* Work instructions
The entries must be restated exactly as written.

Segment Start: Listed records

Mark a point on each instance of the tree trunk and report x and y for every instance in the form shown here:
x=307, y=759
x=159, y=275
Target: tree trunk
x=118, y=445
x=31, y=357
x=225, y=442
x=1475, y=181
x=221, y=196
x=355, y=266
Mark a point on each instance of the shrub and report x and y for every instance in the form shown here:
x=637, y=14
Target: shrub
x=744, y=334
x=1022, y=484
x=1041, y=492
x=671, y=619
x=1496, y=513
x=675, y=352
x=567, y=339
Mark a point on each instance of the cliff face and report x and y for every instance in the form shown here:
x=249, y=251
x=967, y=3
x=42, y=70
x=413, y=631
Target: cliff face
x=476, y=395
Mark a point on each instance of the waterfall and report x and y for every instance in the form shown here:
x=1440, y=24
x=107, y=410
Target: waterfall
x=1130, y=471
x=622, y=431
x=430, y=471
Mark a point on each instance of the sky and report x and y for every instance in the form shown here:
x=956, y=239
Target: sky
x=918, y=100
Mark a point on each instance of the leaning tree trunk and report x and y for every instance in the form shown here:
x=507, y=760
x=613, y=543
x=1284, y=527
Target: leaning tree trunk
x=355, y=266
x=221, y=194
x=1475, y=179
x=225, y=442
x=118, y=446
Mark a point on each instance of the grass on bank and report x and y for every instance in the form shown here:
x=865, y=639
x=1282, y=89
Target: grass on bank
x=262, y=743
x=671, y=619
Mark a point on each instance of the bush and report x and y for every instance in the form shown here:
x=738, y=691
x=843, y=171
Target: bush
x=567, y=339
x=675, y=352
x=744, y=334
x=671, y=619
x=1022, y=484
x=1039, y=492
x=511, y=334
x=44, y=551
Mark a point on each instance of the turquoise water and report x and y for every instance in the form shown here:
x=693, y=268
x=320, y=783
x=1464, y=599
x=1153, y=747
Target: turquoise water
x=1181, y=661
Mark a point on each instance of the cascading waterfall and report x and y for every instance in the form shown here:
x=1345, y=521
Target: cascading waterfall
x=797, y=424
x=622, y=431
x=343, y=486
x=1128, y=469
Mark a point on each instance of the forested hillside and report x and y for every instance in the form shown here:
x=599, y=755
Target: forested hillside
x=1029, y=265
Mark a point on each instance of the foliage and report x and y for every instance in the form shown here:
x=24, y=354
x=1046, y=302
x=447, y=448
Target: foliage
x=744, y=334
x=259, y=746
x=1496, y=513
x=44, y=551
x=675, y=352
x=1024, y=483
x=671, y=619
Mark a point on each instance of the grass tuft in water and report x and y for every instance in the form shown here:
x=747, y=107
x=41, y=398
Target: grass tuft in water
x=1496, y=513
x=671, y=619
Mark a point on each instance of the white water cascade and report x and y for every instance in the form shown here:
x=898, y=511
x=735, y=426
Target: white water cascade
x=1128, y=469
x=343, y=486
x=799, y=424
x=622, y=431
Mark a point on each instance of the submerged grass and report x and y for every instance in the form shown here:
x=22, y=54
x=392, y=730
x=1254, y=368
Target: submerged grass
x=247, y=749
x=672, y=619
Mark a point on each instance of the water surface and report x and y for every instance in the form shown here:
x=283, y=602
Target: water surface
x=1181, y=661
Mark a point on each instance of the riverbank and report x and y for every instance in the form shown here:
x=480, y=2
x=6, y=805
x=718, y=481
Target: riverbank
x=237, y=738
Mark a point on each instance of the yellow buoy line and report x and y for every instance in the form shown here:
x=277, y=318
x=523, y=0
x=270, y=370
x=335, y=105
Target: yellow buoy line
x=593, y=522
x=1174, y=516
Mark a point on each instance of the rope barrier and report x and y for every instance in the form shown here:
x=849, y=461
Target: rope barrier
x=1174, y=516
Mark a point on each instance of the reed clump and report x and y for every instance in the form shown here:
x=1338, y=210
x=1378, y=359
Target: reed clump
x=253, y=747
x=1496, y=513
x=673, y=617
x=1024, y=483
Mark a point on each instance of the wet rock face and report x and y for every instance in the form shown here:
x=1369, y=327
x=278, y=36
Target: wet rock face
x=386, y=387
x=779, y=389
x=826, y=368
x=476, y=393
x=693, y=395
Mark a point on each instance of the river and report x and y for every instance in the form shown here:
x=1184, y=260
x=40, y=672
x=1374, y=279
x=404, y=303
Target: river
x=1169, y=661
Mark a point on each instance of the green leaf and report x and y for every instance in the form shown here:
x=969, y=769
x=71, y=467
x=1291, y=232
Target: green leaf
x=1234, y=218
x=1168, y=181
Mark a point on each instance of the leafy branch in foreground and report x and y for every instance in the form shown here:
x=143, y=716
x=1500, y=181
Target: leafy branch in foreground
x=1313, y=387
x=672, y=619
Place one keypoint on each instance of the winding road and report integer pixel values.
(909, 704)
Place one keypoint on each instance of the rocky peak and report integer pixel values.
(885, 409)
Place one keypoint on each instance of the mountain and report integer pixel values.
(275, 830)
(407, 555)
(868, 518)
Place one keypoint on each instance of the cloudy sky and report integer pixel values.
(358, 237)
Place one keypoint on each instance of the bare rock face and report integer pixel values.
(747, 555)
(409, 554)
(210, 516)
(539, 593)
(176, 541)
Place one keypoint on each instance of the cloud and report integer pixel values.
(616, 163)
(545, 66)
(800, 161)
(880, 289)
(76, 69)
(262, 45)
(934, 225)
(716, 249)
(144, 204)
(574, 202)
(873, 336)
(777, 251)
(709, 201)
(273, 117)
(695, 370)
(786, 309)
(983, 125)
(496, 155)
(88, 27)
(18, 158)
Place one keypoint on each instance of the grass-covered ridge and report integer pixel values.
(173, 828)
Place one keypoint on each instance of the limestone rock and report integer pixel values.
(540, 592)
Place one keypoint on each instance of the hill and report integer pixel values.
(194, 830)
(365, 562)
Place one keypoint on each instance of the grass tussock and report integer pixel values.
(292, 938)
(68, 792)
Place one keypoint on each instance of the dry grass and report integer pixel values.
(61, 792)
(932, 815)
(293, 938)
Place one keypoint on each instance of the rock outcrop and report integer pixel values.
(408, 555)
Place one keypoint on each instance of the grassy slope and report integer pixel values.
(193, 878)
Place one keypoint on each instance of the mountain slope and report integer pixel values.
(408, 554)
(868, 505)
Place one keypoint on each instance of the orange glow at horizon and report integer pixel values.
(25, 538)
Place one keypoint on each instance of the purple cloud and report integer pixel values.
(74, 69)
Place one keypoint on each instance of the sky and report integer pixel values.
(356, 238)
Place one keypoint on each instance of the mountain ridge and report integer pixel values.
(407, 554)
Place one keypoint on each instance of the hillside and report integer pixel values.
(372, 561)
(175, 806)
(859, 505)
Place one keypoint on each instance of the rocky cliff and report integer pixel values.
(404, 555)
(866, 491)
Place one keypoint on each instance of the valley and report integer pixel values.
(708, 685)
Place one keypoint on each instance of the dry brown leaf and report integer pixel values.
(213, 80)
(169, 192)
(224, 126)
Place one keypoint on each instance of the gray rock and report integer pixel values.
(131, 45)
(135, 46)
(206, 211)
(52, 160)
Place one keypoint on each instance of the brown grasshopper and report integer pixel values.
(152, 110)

Segment End: Listed records

* Result below
Mark a point on each instance of the tree trunk and report x and y for every instance in the form shown here:
x=307, y=759
x=159, y=275
Target: tree trunk
x=118, y=445
x=31, y=357
x=225, y=442
x=1475, y=181
x=221, y=196
x=355, y=266
Mark a point on each instance of the shrub and report x and y for every instance in the form shown here:
x=637, y=14
Target: shrub
x=744, y=334
x=1022, y=484
x=1041, y=492
x=671, y=619
x=1496, y=513
x=675, y=352
x=567, y=339
Mark a point on each instance of the cliff face and report x and y for every instance in the form shown here:
x=249, y=251
x=967, y=3
x=42, y=70
x=413, y=631
Target: cliff face
x=476, y=395
Mark a point on each instance of the waterfall and report x and y for every instance in the form shown here:
x=1440, y=24
x=107, y=410
Target: waterfall
x=1130, y=471
x=622, y=431
x=430, y=471
Mark a point on each instance of the sky and report x and y for every instance in the form shown here:
x=956, y=239
Target: sky
x=918, y=100
Mark a point on each instance of the leaning tree trunk and report x and y for every instance in the form shown here:
x=507, y=760
x=613, y=543
x=1284, y=527
Target: leaning tree trunk
x=355, y=266
x=221, y=194
x=1475, y=179
x=225, y=442
x=118, y=446
Mark a point on each instance of the grass on bank and report x and y for every instance in the form shown here:
x=865, y=639
x=1282, y=89
Target: grass on bank
x=262, y=743
x=671, y=619
Mark a point on each instance of the bush and report x and y for every instance in the form shown here:
x=738, y=691
x=843, y=171
Target: bush
x=567, y=339
x=675, y=352
x=744, y=334
x=671, y=619
x=1022, y=484
x=1039, y=492
x=511, y=334
x=44, y=551
Mark a point on each instance of the turquoise water and report x and y for every instance in the form shown here:
x=693, y=268
x=320, y=783
x=1464, y=599
x=1153, y=747
Target: turquoise water
x=1181, y=661
Mark a point on each instance of the cascading waterfall and report x and y for every instance in the form shown here:
x=1345, y=521
Target: cascading waterfall
x=797, y=424
x=622, y=431
x=343, y=486
x=1128, y=469
Mark a point on each instance of the forested hillside and report x and y for every instance in the form shown here:
x=599, y=755
Target: forested hillside
x=1029, y=265
Mark a point on each instance of the foliage and report x and y for every instance in the form shown here:
x=24, y=354
x=1046, y=302
x=447, y=448
Target: foliage
x=744, y=334
x=259, y=746
x=1496, y=513
x=44, y=551
x=675, y=352
x=1024, y=483
x=671, y=619
Mark a point on each instance of the grass tuft in water and report x and y for every instance in the form shown here:
x=747, y=107
x=41, y=398
Target: grass tuft in water
x=1496, y=513
x=671, y=619
Mark a point on each instance of the white water cascade and report x and y for every instance in the form shown here:
x=898, y=511
x=735, y=426
Target: white water cascade
x=1128, y=469
x=343, y=486
x=799, y=424
x=622, y=431
Mark a point on each instance of the submerged grass and report x and y for every instance in the form shown here:
x=22, y=54
x=392, y=730
x=1254, y=368
Target: submerged grass
x=247, y=749
x=672, y=619
Mark a point on each instance of the water surface and report x and y for every instance in the form shown here:
x=283, y=602
Target: water surface
x=1181, y=661
Mark a point on each instance of the riverbank and report x and y for every instance in the form shown here:
x=480, y=2
x=6, y=805
x=718, y=481
Target: riverbank
x=237, y=738
Mark a point on each instance of the yellow buoy line and report x and y for every instance in the form shown here:
x=277, y=318
x=523, y=0
x=270, y=370
x=335, y=105
Target: yellow buoy line
x=593, y=522
x=1174, y=516
Mark a point on each instance of the rope barrier and report x and y for every instance in the form shown here:
x=849, y=461
Target: rope barrier
x=1174, y=516
Mark a point on each instance of the reed clump and report x and y for every instance in the form shown here:
x=1338, y=210
x=1378, y=359
Target: reed clump
x=253, y=747
x=1496, y=513
x=673, y=617
x=1024, y=483
Mark a point on each instance of the wet rock face and report x and y for every instance in the form shown here:
x=1369, y=327
x=278, y=36
Target: wet rock face
x=386, y=387
x=779, y=389
x=826, y=368
x=476, y=393
x=693, y=395
Mark a point on each instance of the river and report x and y for every instance in the form shown here:
x=1184, y=260
x=40, y=672
x=1374, y=279
x=404, y=303
Target: river
x=1169, y=661
Mark a point on each instance of the green leaf and report x and y for every instance in the form shown here:
x=969, y=769
x=71, y=467
x=1291, y=232
Target: green leaf
x=1234, y=218
x=1168, y=181
Mark a point on each instance of the leafy branch in foreground and report x and y for every instance in the form shown here:
x=143, y=716
x=1500, y=181
Target: leafy branch in foreground
x=1313, y=387
x=672, y=619
Place one keypoint on each instance of the winding road and report integer pixel values.
(909, 704)
Place one keypoint on each instance of the rocky peak and report integer pixel values.
(885, 409)
Place one keypoint on each instance of the mountain and report integer pixel values.
(275, 830)
(407, 555)
(868, 518)
Place one keypoint on each instance of the cloudy sky and report integer pixel values.
(358, 237)
Place one keypoint on each instance of the bare rock face and report integer pixel values.
(747, 555)
(409, 554)
(210, 516)
(539, 593)
(176, 541)
Place one keypoint on each instance of the cloud and report integer pixel values.
(616, 163)
(545, 66)
(800, 161)
(880, 289)
(76, 69)
(262, 45)
(934, 225)
(716, 249)
(144, 204)
(574, 202)
(873, 336)
(777, 251)
(709, 201)
(273, 117)
(695, 370)
(786, 309)
(983, 125)
(496, 155)
(88, 27)
(18, 158)
Place one keypoint on each instance of the grass-covered ridge and report integer pixel values.
(173, 828)
Place one keypoint on each instance of the limestone rock and report integer pixel values.
(540, 592)
Place one keypoint on each instance of the hill and report integer pixel values.
(194, 830)
(365, 562)
Place one keypoint on each instance of the grass tussock and report integer pixel values.
(292, 938)
(68, 792)
Place one keypoint on each instance of the dry grass and report integer pixel values.
(61, 792)
(932, 815)
(293, 938)
Place one keypoint on each instance of the rock outcrop and report integer pixel values.
(408, 555)
Place one keypoint on each instance of the grassy slope and report integer pixel values.
(193, 878)
Place one keypoint on each instance of the mountain slope and report integer pixel values.
(408, 554)
(868, 505)
Place one keypoint on each instance of the orange glow at horizon and report integer pixel values.
(25, 538)
Place one keypoint on each instance of the purple cloud and report integer pixel values.
(74, 69)
Place one keypoint on each instance of the sky and report integer pixel values.
(356, 238)
Place one keypoint on each instance of the mountain ridge and report integer pixel values.
(407, 554)
Place one keypoint on each instance of the hillside and report integer pixel values.
(372, 561)
(175, 806)
(859, 505)
Place one keypoint on each instance of the rocky cliff and report integer pixel values.
(404, 555)
(866, 491)
Place one keypoint on each instance of the valley and report integer pixel values.
(708, 685)
Place one keypoint on each instance of the dry brown leaf and report integer pixel values.
(213, 80)
(169, 192)
(224, 126)
Place one keypoint on each instance of the gray rock and report integer pixel values.
(131, 45)
(135, 46)
(206, 211)
(52, 160)
Place one keypoint on each instance of the brown grasshopper and report integer pixel values.
(152, 110)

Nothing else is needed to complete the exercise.